→ **ASSIGNMENT**: Take the line that has "Would you kindly" in it and every line after it to the end of the entries, and reproduce them exactly.

-- -- --

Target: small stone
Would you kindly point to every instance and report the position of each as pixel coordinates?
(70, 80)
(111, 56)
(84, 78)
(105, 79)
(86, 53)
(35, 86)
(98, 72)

-- -- --

→ **SOLUTION TO THE EXERCISE**:
Would you kindly point to every instance and report the position of each as pixel coordinates?
(70, 80)
(111, 56)
(84, 78)
(105, 79)
(86, 53)
(35, 86)
(98, 72)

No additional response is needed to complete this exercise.